**Short task**
Begin at the line that contains "Can you see the white floral" and stop after the line that contains "(350, 1000)", reproducing every line of the entries in that span. Scale each coordinate in the answers by 0.4, round to whole numbers with halves rounded up, and leave all other text unchanged.

Saved data entries:
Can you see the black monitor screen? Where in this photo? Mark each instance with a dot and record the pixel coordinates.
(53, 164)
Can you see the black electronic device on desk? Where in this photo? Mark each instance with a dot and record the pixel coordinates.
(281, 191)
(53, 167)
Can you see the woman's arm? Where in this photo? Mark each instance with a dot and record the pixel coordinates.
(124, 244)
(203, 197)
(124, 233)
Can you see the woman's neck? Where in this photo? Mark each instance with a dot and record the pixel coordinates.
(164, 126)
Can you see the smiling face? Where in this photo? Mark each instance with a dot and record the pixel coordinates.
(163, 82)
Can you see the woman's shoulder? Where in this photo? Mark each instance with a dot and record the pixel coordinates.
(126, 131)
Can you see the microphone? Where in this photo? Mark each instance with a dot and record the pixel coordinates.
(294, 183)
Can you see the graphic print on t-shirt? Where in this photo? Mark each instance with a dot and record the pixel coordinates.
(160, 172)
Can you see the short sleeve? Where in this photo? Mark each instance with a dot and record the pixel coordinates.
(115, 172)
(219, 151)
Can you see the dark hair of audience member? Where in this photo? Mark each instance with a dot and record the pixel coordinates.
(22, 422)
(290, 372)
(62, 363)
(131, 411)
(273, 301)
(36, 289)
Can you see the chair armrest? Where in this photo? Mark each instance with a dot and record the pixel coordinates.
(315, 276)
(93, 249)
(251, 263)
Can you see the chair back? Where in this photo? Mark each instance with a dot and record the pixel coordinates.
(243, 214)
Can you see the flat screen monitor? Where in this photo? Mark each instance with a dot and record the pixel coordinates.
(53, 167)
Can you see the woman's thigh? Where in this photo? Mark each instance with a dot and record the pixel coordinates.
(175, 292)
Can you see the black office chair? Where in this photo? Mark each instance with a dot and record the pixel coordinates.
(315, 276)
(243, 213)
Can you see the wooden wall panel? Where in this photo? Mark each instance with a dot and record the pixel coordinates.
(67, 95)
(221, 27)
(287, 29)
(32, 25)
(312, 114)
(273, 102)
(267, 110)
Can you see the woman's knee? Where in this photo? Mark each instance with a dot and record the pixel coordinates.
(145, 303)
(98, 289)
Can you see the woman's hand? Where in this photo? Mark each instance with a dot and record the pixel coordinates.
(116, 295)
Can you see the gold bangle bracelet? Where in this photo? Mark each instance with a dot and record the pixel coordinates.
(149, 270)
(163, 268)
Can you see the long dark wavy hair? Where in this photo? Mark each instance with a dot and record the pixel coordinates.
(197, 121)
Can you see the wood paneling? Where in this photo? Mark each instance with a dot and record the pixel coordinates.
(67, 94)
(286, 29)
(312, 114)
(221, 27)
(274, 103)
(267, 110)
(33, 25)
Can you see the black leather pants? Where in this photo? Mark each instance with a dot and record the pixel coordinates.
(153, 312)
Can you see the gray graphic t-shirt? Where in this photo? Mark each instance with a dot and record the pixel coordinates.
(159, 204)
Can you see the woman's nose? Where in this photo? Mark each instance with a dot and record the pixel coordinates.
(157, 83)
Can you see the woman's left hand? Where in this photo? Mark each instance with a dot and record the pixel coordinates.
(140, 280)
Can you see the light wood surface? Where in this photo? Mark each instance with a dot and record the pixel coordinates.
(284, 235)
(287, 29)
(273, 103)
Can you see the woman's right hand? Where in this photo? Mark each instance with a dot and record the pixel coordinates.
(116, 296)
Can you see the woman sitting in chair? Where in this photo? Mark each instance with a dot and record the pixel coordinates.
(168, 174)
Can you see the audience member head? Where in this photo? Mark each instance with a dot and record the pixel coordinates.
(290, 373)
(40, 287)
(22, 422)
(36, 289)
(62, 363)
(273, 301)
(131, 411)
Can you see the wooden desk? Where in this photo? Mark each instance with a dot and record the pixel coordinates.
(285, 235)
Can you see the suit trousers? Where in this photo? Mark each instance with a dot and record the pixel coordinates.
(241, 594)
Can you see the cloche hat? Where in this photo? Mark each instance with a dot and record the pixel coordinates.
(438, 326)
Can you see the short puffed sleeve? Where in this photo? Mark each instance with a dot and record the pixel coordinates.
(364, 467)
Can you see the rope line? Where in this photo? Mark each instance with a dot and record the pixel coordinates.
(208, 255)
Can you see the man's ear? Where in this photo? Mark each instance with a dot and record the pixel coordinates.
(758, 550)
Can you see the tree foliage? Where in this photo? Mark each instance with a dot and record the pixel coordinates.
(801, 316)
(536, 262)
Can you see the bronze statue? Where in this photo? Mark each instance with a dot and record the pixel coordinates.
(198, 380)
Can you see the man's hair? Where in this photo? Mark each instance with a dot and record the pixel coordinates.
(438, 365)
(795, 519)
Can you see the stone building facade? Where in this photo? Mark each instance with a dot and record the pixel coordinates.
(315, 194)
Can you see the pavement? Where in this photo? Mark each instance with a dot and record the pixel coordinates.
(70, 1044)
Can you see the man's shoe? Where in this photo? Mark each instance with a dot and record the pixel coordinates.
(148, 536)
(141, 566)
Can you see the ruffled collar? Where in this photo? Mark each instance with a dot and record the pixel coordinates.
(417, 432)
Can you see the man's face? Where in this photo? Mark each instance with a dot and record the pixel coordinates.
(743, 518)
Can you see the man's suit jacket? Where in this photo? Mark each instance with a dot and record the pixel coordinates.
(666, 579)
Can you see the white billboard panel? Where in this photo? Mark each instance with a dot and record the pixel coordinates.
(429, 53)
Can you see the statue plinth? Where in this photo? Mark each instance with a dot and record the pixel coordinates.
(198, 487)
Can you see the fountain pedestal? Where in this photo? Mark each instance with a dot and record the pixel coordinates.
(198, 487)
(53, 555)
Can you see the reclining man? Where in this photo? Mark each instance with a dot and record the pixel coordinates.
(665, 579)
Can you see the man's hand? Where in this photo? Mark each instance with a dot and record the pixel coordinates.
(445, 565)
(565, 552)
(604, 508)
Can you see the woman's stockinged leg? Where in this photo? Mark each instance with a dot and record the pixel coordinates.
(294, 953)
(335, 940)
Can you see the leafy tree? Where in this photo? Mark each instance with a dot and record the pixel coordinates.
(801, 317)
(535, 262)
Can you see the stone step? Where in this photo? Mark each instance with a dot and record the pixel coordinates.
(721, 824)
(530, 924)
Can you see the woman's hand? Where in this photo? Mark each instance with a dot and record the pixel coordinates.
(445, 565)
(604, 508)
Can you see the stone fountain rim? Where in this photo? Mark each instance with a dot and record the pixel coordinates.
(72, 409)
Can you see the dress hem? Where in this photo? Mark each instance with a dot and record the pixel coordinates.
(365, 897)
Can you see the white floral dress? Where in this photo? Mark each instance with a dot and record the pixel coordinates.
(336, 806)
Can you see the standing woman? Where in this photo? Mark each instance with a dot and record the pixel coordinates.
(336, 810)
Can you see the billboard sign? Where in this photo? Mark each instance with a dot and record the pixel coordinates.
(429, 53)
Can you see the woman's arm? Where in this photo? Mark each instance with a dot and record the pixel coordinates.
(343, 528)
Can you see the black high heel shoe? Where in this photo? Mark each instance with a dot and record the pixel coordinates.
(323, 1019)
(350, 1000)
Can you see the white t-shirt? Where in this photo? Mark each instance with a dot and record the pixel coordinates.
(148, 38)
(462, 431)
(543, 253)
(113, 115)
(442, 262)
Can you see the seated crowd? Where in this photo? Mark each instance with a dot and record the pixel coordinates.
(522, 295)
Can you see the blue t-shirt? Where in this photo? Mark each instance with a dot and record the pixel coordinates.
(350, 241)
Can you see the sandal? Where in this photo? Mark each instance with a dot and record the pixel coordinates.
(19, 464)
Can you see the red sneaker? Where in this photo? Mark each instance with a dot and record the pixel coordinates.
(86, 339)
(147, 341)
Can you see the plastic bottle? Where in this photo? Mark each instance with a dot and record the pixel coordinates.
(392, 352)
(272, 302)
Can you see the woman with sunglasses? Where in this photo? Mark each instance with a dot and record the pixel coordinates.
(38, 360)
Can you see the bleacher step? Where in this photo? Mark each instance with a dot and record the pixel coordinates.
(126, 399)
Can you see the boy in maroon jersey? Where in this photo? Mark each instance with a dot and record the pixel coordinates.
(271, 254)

**Output for this exercise**
Can you see the white floral dress? Where in this photo? Mark each instance with a dot and record the pixel coordinates.
(134, 322)
Can you see the standing woman? Where in this photo? Mark each instance with a dot and record the pixel coordinates.
(134, 324)
Can you see the billboard sign? Where in this photo? Mark each instance with a dot and record the pixel coordinates.
(172, 21)
Can you see the woman's arm? Where in this photo? Mark each instance with a dot and record the pixel coordinates.
(137, 211)
Can you see the black high heel shoe? Where in this photo? Mark each instance with a dot and record the pixel coordinates.
(129, 408)
(140, 400)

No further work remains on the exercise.